— begin —

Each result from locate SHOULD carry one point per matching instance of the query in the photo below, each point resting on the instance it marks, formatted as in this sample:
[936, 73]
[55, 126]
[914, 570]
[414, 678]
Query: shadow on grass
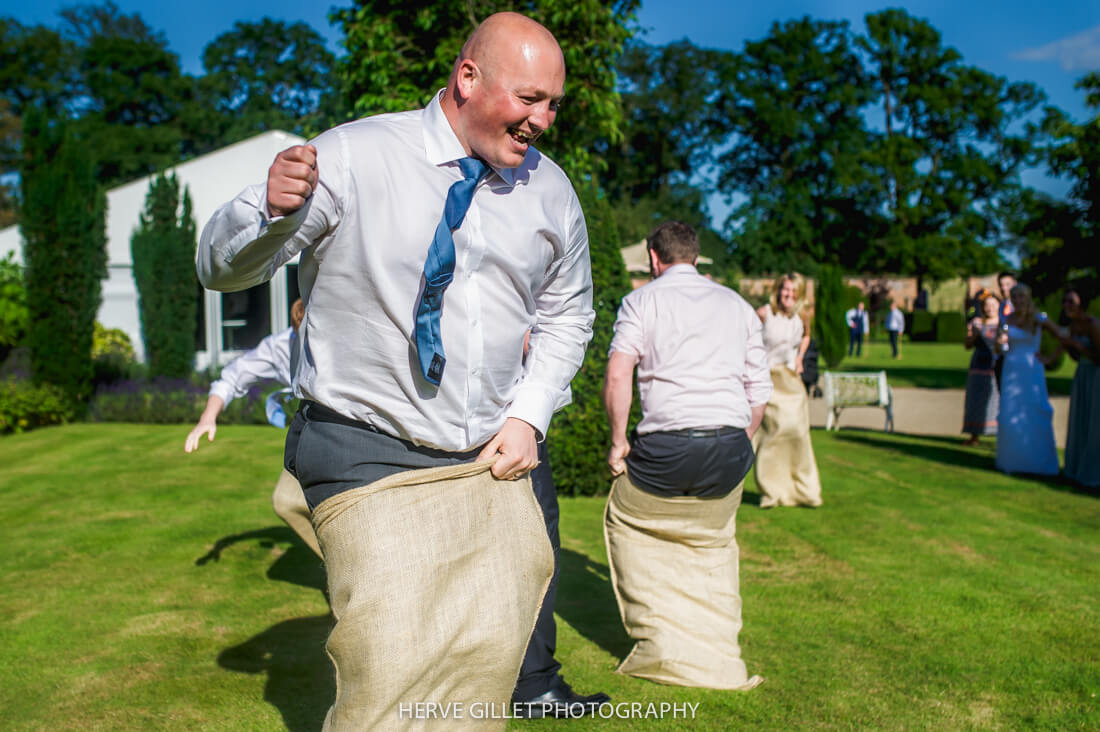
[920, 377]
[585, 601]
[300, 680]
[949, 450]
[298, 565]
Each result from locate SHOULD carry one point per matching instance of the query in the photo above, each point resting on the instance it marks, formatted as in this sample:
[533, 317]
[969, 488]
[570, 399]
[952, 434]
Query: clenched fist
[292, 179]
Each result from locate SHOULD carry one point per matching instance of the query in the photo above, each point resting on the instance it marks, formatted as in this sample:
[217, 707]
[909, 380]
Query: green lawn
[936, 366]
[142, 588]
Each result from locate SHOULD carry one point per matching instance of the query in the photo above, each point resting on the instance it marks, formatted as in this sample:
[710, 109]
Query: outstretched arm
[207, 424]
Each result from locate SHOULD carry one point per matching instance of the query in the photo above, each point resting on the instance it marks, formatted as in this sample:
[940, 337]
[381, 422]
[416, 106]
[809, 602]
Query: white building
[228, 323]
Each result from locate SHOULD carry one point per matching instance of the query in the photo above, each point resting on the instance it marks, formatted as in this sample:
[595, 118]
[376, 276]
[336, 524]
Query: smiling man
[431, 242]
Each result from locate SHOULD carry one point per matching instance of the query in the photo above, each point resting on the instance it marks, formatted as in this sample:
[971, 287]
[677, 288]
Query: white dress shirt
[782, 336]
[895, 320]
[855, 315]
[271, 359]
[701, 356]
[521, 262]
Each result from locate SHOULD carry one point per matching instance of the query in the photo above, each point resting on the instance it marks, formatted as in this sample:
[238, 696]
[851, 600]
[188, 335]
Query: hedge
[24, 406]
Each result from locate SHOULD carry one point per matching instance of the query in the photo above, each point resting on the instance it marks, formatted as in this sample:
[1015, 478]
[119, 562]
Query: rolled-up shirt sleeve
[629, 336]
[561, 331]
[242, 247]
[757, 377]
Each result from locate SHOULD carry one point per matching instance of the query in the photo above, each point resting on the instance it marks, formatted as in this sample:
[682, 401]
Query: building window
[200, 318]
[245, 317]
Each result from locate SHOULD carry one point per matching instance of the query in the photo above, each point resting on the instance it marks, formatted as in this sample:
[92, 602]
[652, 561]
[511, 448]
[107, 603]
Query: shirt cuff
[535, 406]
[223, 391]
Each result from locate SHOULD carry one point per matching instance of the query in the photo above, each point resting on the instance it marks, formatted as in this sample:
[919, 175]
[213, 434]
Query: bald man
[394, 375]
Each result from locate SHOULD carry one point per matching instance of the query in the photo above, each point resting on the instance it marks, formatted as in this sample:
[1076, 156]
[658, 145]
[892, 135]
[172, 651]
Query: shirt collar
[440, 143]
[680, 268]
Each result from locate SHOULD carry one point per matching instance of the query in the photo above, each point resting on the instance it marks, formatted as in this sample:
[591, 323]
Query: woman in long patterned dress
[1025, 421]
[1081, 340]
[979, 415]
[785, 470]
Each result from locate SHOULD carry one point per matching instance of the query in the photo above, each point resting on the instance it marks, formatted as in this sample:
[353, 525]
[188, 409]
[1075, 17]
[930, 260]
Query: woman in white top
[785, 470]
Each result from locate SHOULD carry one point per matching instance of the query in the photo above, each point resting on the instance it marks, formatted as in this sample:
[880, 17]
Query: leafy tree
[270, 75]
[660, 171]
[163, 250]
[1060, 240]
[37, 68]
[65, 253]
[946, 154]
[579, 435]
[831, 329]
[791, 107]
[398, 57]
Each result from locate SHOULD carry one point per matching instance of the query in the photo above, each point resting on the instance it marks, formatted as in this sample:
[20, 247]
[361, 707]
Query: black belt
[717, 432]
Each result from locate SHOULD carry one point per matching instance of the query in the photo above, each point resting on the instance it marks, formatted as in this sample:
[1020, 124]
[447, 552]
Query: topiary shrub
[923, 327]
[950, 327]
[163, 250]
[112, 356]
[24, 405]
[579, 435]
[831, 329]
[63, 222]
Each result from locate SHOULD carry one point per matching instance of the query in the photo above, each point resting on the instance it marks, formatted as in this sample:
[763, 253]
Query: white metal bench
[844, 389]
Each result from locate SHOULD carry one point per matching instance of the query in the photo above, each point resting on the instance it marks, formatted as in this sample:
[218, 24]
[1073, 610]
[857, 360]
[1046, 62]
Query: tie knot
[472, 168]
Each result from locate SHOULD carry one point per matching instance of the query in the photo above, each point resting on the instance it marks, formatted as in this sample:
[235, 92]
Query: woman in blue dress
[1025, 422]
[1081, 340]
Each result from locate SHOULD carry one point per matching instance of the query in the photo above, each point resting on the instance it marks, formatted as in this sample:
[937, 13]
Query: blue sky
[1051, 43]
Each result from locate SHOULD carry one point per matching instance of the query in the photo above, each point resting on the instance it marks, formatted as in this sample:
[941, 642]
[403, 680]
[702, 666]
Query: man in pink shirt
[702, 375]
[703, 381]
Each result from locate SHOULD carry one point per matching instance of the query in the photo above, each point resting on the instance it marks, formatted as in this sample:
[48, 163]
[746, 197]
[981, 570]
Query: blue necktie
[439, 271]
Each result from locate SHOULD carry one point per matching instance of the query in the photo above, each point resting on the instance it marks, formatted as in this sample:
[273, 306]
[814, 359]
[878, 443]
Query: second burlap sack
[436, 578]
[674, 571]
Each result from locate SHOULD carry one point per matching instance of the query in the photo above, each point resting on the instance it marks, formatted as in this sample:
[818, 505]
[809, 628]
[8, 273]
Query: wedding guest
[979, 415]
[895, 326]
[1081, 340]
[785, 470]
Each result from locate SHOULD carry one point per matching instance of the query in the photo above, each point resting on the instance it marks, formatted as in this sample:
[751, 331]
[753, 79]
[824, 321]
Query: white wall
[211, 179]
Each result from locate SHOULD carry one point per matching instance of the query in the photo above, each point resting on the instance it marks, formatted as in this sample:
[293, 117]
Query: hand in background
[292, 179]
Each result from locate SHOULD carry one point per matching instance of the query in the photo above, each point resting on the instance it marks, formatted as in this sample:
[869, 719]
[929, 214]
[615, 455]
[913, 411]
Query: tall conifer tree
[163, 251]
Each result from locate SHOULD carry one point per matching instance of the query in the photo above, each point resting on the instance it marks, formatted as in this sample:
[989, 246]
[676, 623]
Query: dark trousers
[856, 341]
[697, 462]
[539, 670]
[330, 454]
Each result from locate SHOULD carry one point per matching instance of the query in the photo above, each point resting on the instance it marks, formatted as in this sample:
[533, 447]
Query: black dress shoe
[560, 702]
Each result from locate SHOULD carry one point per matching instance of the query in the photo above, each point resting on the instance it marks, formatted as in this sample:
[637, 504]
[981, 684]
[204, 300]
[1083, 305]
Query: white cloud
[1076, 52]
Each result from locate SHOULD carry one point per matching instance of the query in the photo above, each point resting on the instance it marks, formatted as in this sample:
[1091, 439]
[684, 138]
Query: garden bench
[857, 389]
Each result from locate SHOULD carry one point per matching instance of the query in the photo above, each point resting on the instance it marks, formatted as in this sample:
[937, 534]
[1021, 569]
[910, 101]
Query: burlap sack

— end —

◆ WHAT THE TASK ASKS ◆
Do not copy the pictures, but repeat every line exactly.

◆ OUTPUT ◆
Each result from locate SHOULD carry one point per matching instance of the query in the photo below, each point resting on the instance it marks, formatted as in this sample:
[936, 73]
[55, 126]
[914, 570]
[414, 678]
Query: shadow on grass
[920, 377]
[585, 601]
[300, 680]
[949, 450]
[298, 565]
Each result from locate SHOULD carry one point per matching instance of the query in the photo above, each point resting on the instance it marks, formatted as in this sample:
[533, 317]
[969, 488]
[570, 399]
[952, 434]
Query: clenched fist
[292, 179]
Each result from locate SHOULD carry one point per matching instance of the query in the photo above, each point resting on the instance it marks, formatted as in this sample:
[217, 707]
[909, 380]
Query: green lawn
[936, 366]
[142, 588]
Each result from locate SHOULD carry one point per matching instance of the query in the photo above, each point resting on the instance it marks, formatted as in this sample:
[710, 109]
Query: outstretched arm
[207, 424]
Each result from locate SHOULD carry one point per matching instance of the query in the photo above, each point resting on the instance it marks, formatted as in this sample:
[940, 337]
[381, 422]
[416, 106]
[809, 602]
Query: white building
[228, 323]
Each result from locate SHOULD carry one point per matching instance of the query in the photo above, each point resting on the instance it marks, formatted as in this sample:
[595, 118]
[376, 276]
[336, 524]
Query: smiling man
[431, 242]
Each result from locate SHOULD carry one point per matching instance of the query in the photo above, each point resting on the instance it marks, formatted as in this sample:
[971, 287]
[677, 288]
Query: white dress shirt
[782, 336]
[895, 320]
[855, 315]
[271, 359]
[701, 356]
[521, 262]
Each result from locate SHOULD carry one point per matching instance of the query in the photo above, each point resting on the instance it marks, formatted as in this sample:
[238, 696]
[851, 600]
[188, 335]
Query: hedge
[24, 406]
Each result from locate SHOULD carry one point per matching instance of the query in the photo above, each point resting on the instance it marks, formatted as in this sample:
[1015, 478]
[119, 562]
Query: rolled-up shirt sleeve
[629, 336]
[561, 331]
[242, 247]
[757, 377]
Each result from locate SHOULD carry one point per matching instance of the query in the photo above, each point resting on the instance it marks, formatted as in this sample:
[682, 401]
Query: building window
[200, 318]
[245, 317]
Each result from locate SHOULD carry one point per matching instance of the query in the photo above, each point resting on the instance it marks, formatted as in this sample:
[92, 602]
[652, 561]
[511, 448]
[107, 603]
Query: shirt cuff
[535, 406]
[223, 391]
Each result from locate SHOULD carry one point per matching instance of the query in the photo above, each point resting on the instance it marks, formatted as in this sample:
[919, 175]
[213, 434]
Query: bald man
[394, 375]
Each result from locate SHOULD carry one point per matching instance of the query in the photo above, each point resting on the instance it marks, formatted as in this sample:
[1076, 156]
[658, 145]
[892, 135]
[172, 651]
Query: shirt collar
[440, 143]
[680, 268]
Each result from locate SHOULD carry one point per matching instance of the query in the photo above, each point resting on the instance it marks, formatted as in this sample:
[591, 323]
Query: woman in long patterned dress
[1025, 421]
[1081, 340]
[979, 415]
[785, 470]
Each result from locate SHOULD carry one point per matching instance of the query in the photo above, each point resting on the instance it marks, formatted as in this sample:
[353, 525]
[188, 409]
[1075, 17]
[930, 260]
Query: woman in white top
[785, 470]
Each result from locate SHOULD carry one point per matching instance of the query in the photo above, each point resting on the instance it marks, formatted as in this sample:
[880, 17]
Query: leafy tree
[270, 75]
[660, 171]
[163, 250]
[1060, 240]
[37, 68]
[65, 253]
[946, 154]
[579, 435]
[831, 329]
[791, 107]
[398, 57]
Each result from locate SHOULD carry one point per matching instance of the query in the photo above, each point resting on the instance it marks, formatted as in this sample:
[20, 247]
[361, 707]
Query: black belt
[717, 432]
Each result from locate SHOULD carry one point per matching instance of the query in the photo above, each point resting on the instance it marks, formatted as in this sample:
[1020, 124]
[447, 552]
Query: topiary shrub
[923, 327]
[950, 327]
[163, 250]
[112, 356]
[24, 405]
[579, 435]
[831, 329]
[63, 222]
Each result from locate SHOULD carry one point per matching instance of the query in the photo above, each point resting on the instance it marks, formatted as in this sample:
[763, 253]
Query: white metal bench
[844, 389]
Each result from locate SHOULD carry one point per matching instance of the query in the photo above, each point resting on the instance it marks, formatted as in this sample:
[218, 24]
[1073, 610]
[857, 360]
[1046, 62]
Query: tie knot
[472, 168]
Each result from locate SHOULD carry one point per matching instance of the query in the photo above, each point resting on the instance it marks, formatted as in this sample:
[235, 92]
Query: woman in blue dress
[1025, 422]
[1081, 340]
Each result from locate SHOULD carry one point per matching instance of the query in the photo above, each point resting on the instance it marks, formatted as in this sample:
[937, 13]
Query: blue sky
[1051, 43]
Each result from locate SHOULD carry one point per matching instance of the query in the photo above, each point resting on the instance it marks, formatted as in this sample:
[941, 642]
[403, 680]
[702, 666]
Query: man in pink shirt
[702, 375]
[703, 381]
Each result from locate SHOULD carry one point per matching instance of the query in the photo above, each point resting on the instance it marks, formatted as in this sample:
[48, 163]
[746, 197]
[981, 570]
Query: blue necktie
[439, 271]
Each result from locate SHOULD carry one point per matching instance of the query in the photo above, each point resting on the instance it marks, formatted as in this sample:
[273, 306]
[814, 359]
[878, 443]
Query: second burlap sack
[436, 578]
[674, 571]
Each result from locate SHOULD carry one point per matching instance of the query in the photo above, each point resting on the instance it marks, formatted as in this sample:
[818, 505]
[809, 628]
[8, 273]
Query: wedding guest
[979, 415]
[895, 326]
[1081, 340]
[785, 470]
Each result from locate SHOULD carry one point per matching instance of the query in the photo above, each point resting on the instance it marks, formatted as in this sample:
[751, 331]
[753, 79]
[824, 321]
Query: white wall
[211, 179]
Each result from locate SHOULD carry one point per matching instance of the query in the photo above, each point resting on the instance it marks, formatted as in this sample:
[293, 117]
Query: hand in background
[292, 179]
Each result from locate SHOULD carry one point per matching instance of the query in the photo above, each point resting on the instance it marks, formatted as in this sample:
[869, 719]
[929, 214]
[615, 455]
[913, 411]
Query: tall conifer tree
[163, 251]
Each result from locate SHOULD carry one point per matching instance of the query in the photo above, each point resting on the instance it marks, formatted as in this sample:
[989, 246]
[676, 623]
Query: dark trousers
[856, 341]
[697, 462]
[539, 670]
[330, 454]
Each result from locate SHOULD carry one point per matching instance of the query in the photo above, each point resting on the instance it marks, formatted as in this sample:
[533, 447]
Query: black dress shoe
[560, 702]
Each result from locate SHOULD carry one point per matching instance of the query in the photo above, each point resting on the instance it marks, formatted as in this sample:
[637, 504]
[981, 684]
[204, 300]
[1083, 305]
Query: white cloud
[1076, 52]
Each result from locate SHOULD carry one point per matching instance of the query in the photo above, each point resting on the instance it marks, formatted as in this sample:
[1091, 439]
[684, 138]
Query: garden bench
[857, 389]
Each result from locate SHOULD carry one point per matching instance of the query in the photo above, each point resting on the instance it marks, formatted as in this sample:
[937, 534]
[1021, 569]
[910, 101]
Query: burlap sack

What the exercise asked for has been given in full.